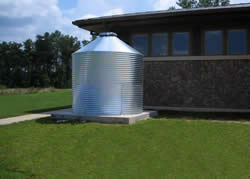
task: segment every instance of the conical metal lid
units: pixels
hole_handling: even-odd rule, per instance
[[[83,52],[124,52],[143,56],[140,52],[120,40],[113,32],[100,33],[94,41],[77,50],[74,54]]]

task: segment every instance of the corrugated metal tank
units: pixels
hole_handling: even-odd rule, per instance
[[[128,115],[143,110],[143,55],[115,33],[72,54],[73,112]]]

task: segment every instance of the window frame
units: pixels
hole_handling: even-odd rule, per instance
[[[146,35],[147,36],[147,53],[146,53],[146,55],[144,55],[143,53],[141,53],[141,54],[143,54],[144,55],[144,57],[150,57],[151,56],[151,53],[149,52],[149,46],[151,46],[150,44],[151,44],[151,37],[150,37],[150,34],[149,33],[133,33],[132,35],[131,35],[131,45],[132,45],[132,47],[133,48],[135,48],[134,47],[134,44],[133,44],[133,37],[135,36],[135,35]],[[135,48],[136,49],[136,48]],[[138,51],[138,50],[137,50]],[[139,51],[138,51],[139,52]]]
[[[151,33],[151,36],[150,36],[150,38],[151,38],[151,45],[150,45],[150,57],[168,57],[168,56],[170,56],[169,55],[169,39],[170,39],[170,33],[171,32],[168,32],[168,31],[163,31],[163,32],[152,32]],[[159,55],[155,55],[155,56],[153,56],[153,35],[154,34],[167,34],[167,37],[168,37],[168,39],[167,39],[167,55],[164,55],[164,56],[159,56]]]
[[[174,34],[175,33],[187,33],[188,34],[188,53],[187,54],[174,54]],[[183,31],[172,31],[171,32],[171,41],[170,41],[170,43],[171,43],[171,56],[173,56],[173,57],[177,57],[177,56],[191,56],[192,54],[191,54],[191,52],[192,52],[192,32],[190,32],[190,31],[185,31],[185,30],[183,30]]]
[[[213,32],[213,31],[221,31],[221,54],[206,54],[206,32]],[[204,30],[202,33],[202,56],[220,56],[220,55],[225,55],[225,30],[224,29],[209,29],[209,30]]]

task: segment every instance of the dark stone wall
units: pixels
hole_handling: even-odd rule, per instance
[[[145,61],[144,106],[250,109],[250,60]]]

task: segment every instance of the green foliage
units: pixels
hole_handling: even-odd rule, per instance
[[[55,124],[47,118],[0,131],[0,178],[250,176],[250,125],[166,117],[134,125]]]
[[[8,87],[68,88],[71,54],[80,48],[76,37],[59,31],[37,35],[22,44],[0,43],[0,84]]]
[[[0,89],[7,89],[8,87],[6,85],[0,85]]]
[[[181,8],[215,7],[229,5],[230,0],[178,0],[176,4]]]

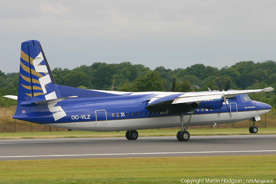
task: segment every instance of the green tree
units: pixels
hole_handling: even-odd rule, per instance
[[[158,72],[150,71],[144,76],[140,75],[133,82],[124,84],[120,90],[132,92],[163,91],[162,80]]]

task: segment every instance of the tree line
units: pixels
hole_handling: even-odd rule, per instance
[[[174,70],[160,66],[155,70],[141,64],[128,62],[108,64],[95,63],[90,66],[82,65],[71,70],[56,68],[52,71],[57,84],[84,89],[124,91],[165,91],[163,82],[170,89],[176,78],[174,91],[218,90],[216,79],[220,79],[223,88],[229,79],[230,89],[245,90],[261,89],[276,86],[276,63],[265,60],[255,63],[242,61],[230,67],[217,68],[196,64],[186,69]],[[2,97],[17,95],[19,73],[6,74],[0,71],[0,106],[15,105],[16,101]],[[269,104],[276,107],[274,92],[250,96],[252,100]]]

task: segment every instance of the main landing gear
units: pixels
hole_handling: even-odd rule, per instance
[[[125,137],[128,140],[136,140],[138,138],[138,132],[136,130],[128,130],[125,132]]]
[[[251,133],[256,133],[258,132],[258,128],[255,126],[255,122],[256,122],[255,118],[252,118],[251,121],[253,121],[253,125],[249,127],[249,132]]]
[[[180,121],[181,123],[181,130],[177,132],[176,134],[176,138],[177,140],[179,141],[187,141],[190,138],[190,134],[189,132],[187,131],[188,128],[188,125],[189,125],[189,123],[191,121],[191,118],[192,118],[192,116],[194,114],[194,109],[193,109],[192,111],[192,113],[190,116],[190,118],[189,119],[189,121],[187,124],[187,126],[186,128],[184,128],[184,122],[183,121],[183,113],[179,113],[179,115],[180,118]]]

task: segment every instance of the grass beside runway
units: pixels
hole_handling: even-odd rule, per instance
[[[179,129],[165,128],[138,130],[139,136],[175,136]],[[248,128],[192,129],[188,131],[191,136],[250,135]],[[13,132],[0,133],[0,139],[35,138],[69,138],[125,137],[125,132],[95,132],[81,131]],[[256,134],[275,134],[276,128],[260,128]],[[139,139],[139,138],[138,138]]]
[[[0,183],[179,184],[182,178],[275,182],[275,155],[1,161]]]

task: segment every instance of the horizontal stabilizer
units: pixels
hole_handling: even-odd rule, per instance
[[[6,98],[11,98],[17,100],[17,96],[14,96],[14,95],[6,95],[4,96],[2,96],[3,97],[6,97]]]
[[[60,102],[63,100],[67,100],[72,98],[76,98],[78,96],[72,96],[71,97],[62,97],[61,98],[56,98],[55,99],[51,99],[50,100],[42,100],[42,101],[39,101],[37,102],[34,102],[33,101],[27,101],[23,102],[20,103],[20,105],[21,106],[26,107],[27,106],[34,106],[40,104],[44,104],[49,103],[51,102]]]

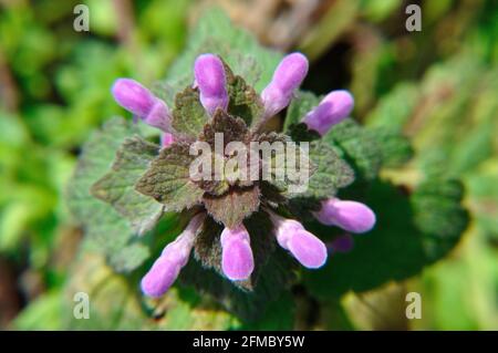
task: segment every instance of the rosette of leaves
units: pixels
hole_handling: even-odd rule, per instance
[[[216,53],[225,62],[228,104],[212,114],[203,106],[198,86],[191,85],[194,61],[205,52]],[[334,256],[322,269],[303,272],[303,283],[312,295],[338,298],[351,289],[362,291],[413,276],[458,240],[466,226],[459,205],[461,191],[450,191],[459,188],[458,183],[442,188],[437,185],[447,181],[434,180],[425,188],[430,191],[407,195],[378,179],[383,164],[402,164],[409,158],[409,144],[401,134],[384,127],[364,128],[351,118],[320,134],[310,128],[305,117],[323,100],[302,91],[295,91],[283,132],[264,129],[267,106],[258,92],[270,81],[280,59],[234,29],[222,14],[210,12],[191,34],[166,82],[154,91],[170,107],[174,143],[156,144],[156,137],[141,125],[115,118],[85,145],[70,187],[70,206],[85,226],[89,248],[102,251],[118,272],[136,270],[128,274],[135,289],[138,276],[149,267],[145,261],[155,258],[149,253],[160,252],[194,215],[203,212],[208,216],[196,232],[180,283],[211,294],[209,298],[242,319],[260,318],[276,299],[287,305],[283,311],[293,312],[290,297],[282,291],[298,281],[298,268],[277,246],[271,212],[298,219],[323,241],[332,242],[343,231],[320,224],[314,214],[324,199],[336,197],[346,186],[339,196],[367,201],[380,226],[367,237],[355,238],[349,253],[331,247]],[[225,144],[309,142],[308,190],[292,194],[289,184],[266,180],[191,180],[194,156],[189,146],[197,141],[214,144],[216,133],[224,134]],[[448,222],[439,232],[435,222],[448,217],[458,221]],[[255,270],[246,280],[231,281],[221,269],[220,236],[225,227],[238,224],[250,235]],[[292,328],[292,320],[289,318],[284,326]]]

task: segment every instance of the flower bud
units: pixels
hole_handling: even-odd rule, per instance
[[[314,216],[326,226],[338,226],[356,233],[366,232],[375,225],[375,214],[366,205],[338,198],[322,201],[322,208]]]
[[[303,54],[292,53],[282,59],[271,82],[261,92],[266,117],[276,115],[289,105],[307,73],[308,59]]]
[[[194,238],[205,215],[195,216],[187,228],[164,248],[160,257],[142,279],[142,291],[149,297],[160,297],[176,281],[181,268],[187,264],[194,246]]]
[[[163,133],[160,135],[160,146],[163,148],[169,147],[175,142],[175,136],[170,133]]]
[[[212,115],[218,107],[227,110],[227,80],[221,60],[214,54],[199,55],[194,64],[194,75],[206,111]]]
[[[278,243],[289,250],[302,266],[309,269],[322,267],[328,257],[326,247],[319,238],[304,229],[297,220],[271,215]]]
[[[232,281],[248,279],[255,269],[249,232],[243,225],[221,232],[221,268]]]
[[[142,84],[131,79],[118,79],[111,91],[117,104],[146,124],[165,132],[170,131],[168,106]]]
[[[309,128],[325,135],[329,129],[342,122],[353,110],[354,100],[347,91],[332,91],[303,118]]]

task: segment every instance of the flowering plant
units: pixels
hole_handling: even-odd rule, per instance
[[[218,12],[191,38],[166,82],[148,90],[116,80],[112,94],[135,124],[111,120],[87,142],[69,191],[92,246],[142,300],[168,300],[178,280],[180,291],[194,288],[250,321],[267,305],[292,307],[292,285],[330,300],[406,278],[456,243],[466,225],[459,183],[435,179],[403,194],[381,179],[382,166],[409,159],[408,141],[349,117],[347,91],[300,91],[303,54],[262,49]],[[246,164],[227,172],[231,143],[256,177]],[[279,174],[279,150],[266,159],[252,143],[292,145],[294,172],[305,177],[288,176],[286,163],[283,178],[262,178]],[[215,170],[193,168],[199,144],[215,148]],[[390,217],[393,208],[405,217]],[[437,229],[436,218],[445,220]]]

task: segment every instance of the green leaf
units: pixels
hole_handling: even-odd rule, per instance
[[[242,118],[247,126],[255,126],[262,117],[263,105],[259,94],[246,81],[227,68],[228,113]]]
[[[132,123],[123,118],[106,122],[103,129],[95,132],[84,145],[68,185],[68,206],[76,220],[83,225],[89,247],[105,255],[111,261],[128,246],[134,231],[125,218],[110,204],[93,197],[90,189],[95,180],[107,173],[117,149],[125,138],[134,133]],[[127,266],[126,270],[132,268]]]
[[[241,290],[228,279],[221,277],[215,269],[203,268],[201,264],[191,258],[188,264],[181,270],[180,281],[184,285],[194,287],[200,295],[206,294],[218,301],[229,312],[237,315],[242,322],[250,323],[261,319],[267,313],[268,307],[274,303],[282,293],[284,294],[294,278],[295,263],[292,258],[280,248],[276,248],[264,262],[260,262],[258,251],[272,249],[272,243],[262,238],[258,243],[258,238],[264,235],[268,237],[267,228],[257,230],[248,227],[251,235],[251,247],[255,252],[255,264],[259,267],[258,277],[252,283],[251,291]],[[274,240],[273,240],[274,241]],[[269,247],[270,246],[270,247]],[[248,283],[245,283],[248,284]],[[243,287],[242,287],[243,288]],[[247,288],[247,287],[246,287]],[[287,307],[290,309],[289,307]]]
[[[292,273],[293,262],[290,257],[288,257],[284,253],[282,255],[281,250],[276,249],[276,240],[272,233],[273,226],[268,215],[261,210],[255,212],[251,217],[247,218],[243,221],[243,225],[246,226],[250,235],[251,249],[255,257],[255,270],[252,271],[250,279],[245,281],[230,282],[225,278],[225,274],[221,270],[221,245],[220,245],[220,235],[224,227],[221,225],[216,224],[211,218],[206,219],[203,231],[196,238],[194,245],[195,259],[198,260],[205,269],[212,269],[214,271],[217,272],[219,279],[216,279],[215,280],[216,282],[220,282],[221,279],[222,280],[221,282],[227,283],[227,288],[222,290],[222,292],[226,292],[225,293],[226,295],[232,295],[231,294],[232,291],[236,293],[239,291],[248,293],[255,291],[258,292],[261,290],[259,289],[261,277],[268,276],[269,277],[278,276],[279,279],[274,280],[280,281],[281,284],[283,284],[283,287],[287,287],[293,279]],[[274,263],[274,266],[279,266],[279,268],[277,269],[271,268],[269,270],[269,266],[267,266],[269,262]],[[208,291],[214,290],[210,289],[211,280],[209,280],[209,283],[206,283],[204,281],[205,278],[200,273],[201,271],[199,269],[196,269],[197,266],[193,264],[191,267],[194,273],[197,274],[195,277],[193,277],[194,273],[186,274],[186,278],[188,279],[187,281],[196,283],[196,287],[199,288],[200,290],[208,290]],[[273,270],[276,270],[276,272],[272,274]],[[269,271],[269,273],[266,273],[266,271]],[[239,289],[237,289],[237,287]],[[279,293],[277,293],[276,295],[278,294]],[[269,295],[269,293],[267,293],[266,295]]]
[[[215,220],[235,228],[259,208],[259,187],[234,188],[222,196],[206,194],[204,206]]]
[[[367,128],[367,132],[376,141],[383,167],[400,167],[412,158],[414,150],[407,137],[385,127]]]
[[[224,11],[209,9],[190,33],[187,49],[168,71],[166,82],[173,91],[179,91],[194,82],[194,62],[203,53],[222,58],[234,73],[255,86],[257,92],[271,81],[282,58],[282,54],[262,48],[248,32],[235,28]]]
[[[325,142],[310,143],[310,159],[315,165],[315,172],[310,177],[308,190],[290,197],[329,198],[339,188],[353,183],[353,169]]]
[[[116,159],[104,177],[92,186],[92,194],[128,219],[133,229],[143,235],[151,230],[163,215],[163,205],[135,190],[136,180],[144,174],[159,150],[139,136],[126,138]]]
[[[199,91],[187,86],[175,97],[173,128],[181,136],[196,139],[209,116],[199,100]]]
[[[138,278],[122,277],[103,258],[85,252],[69,279],[61,313],[66,330],[228,330],[237,321],[195,293],[176,288],[160,299],[143,298]],[[76,319],[74,294],[90,299],[89,319]]]
[[[289,108],[287,110],[286,121],[283,123],[283,131],[292,136],[289,131],[292,125],[298,125],[301,120],[318,104],[320,97],[315,94],[307,91],[298,91],[297,96],[292,100]],[[301,139],[294,139],[301,141]]]
[[[409,278],[444,257],[468,220],[457,197],[461,190],[450,185],[453,181],[437,184],[430,188],[435,194],[425,191],[426,186],[422,185],[408,198],[391,184],[373,183],[362,201],[374,210],[375,228],[355,236],[351,252],[333,253],[323,268],[307,272],[310,291],[323,299],[339,298],[350,290],[366,291],[391,280]],[[430,219],[429,215],[435,216]],[[456,226],[450,227],[450,222]],[[318,222],[307,224],[307,229],[325,241],[335,231]]]
[[[436,261],[452,250],[468,224],[468,214],[460,203],[464,187],[460,181],[430,179],[412,196],[415,224],[424,236],[427,259]]]
[[[323,137],[347,160],[362,179],[372,180],[382,164],[382,150],[375,136],[352,118],[334,125]]]
[[[212,120],[204,126],[199,139],[205,141],[215,147],[215,137],[217,133],[222,134],[224,148],[230,142],[243,143],[249,138],[249,131],[243,120],[227,114],[222,110],[217,110]]]
[[[163,148],[138,179],[136,189],[164,204],[167,210],[180,211],[197,205],[204,190],[190,180],[193,160],[188,144],[176,143]]]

_ _ _ _ _ _ _

▶ Aim of the task
Recast the lines from the start of the records through the line with "[[[128,115],[143,110],[143,55],[115,33],[72,54],[73,112]]]" as a Markdown table with the columns No. and Text, one row per line. Skip blank lines and leave out the pictures.

▶ Correct response
| No. | Text |
|---|---|
| 1 | task: segment every instance of the conical metal lid |
| 2 | units: pixels |
| 3 | hole_handling: even-odd rule, per instance |
| 4 | [[[83,52],[124,52],[143,56],[140,52],[120,40],[113,32],[100,33],[94,41],[77,50],[74,54]]] |
| 5 | task: segment every instance of the corrugated metal tank |
| 6 | units: pixels |
| 7 | hole_handling: even-odd rule, per instance |
| 8 | [[[128,115],[143,110],[143,55],[115,33],[72,54],[73,112]]] |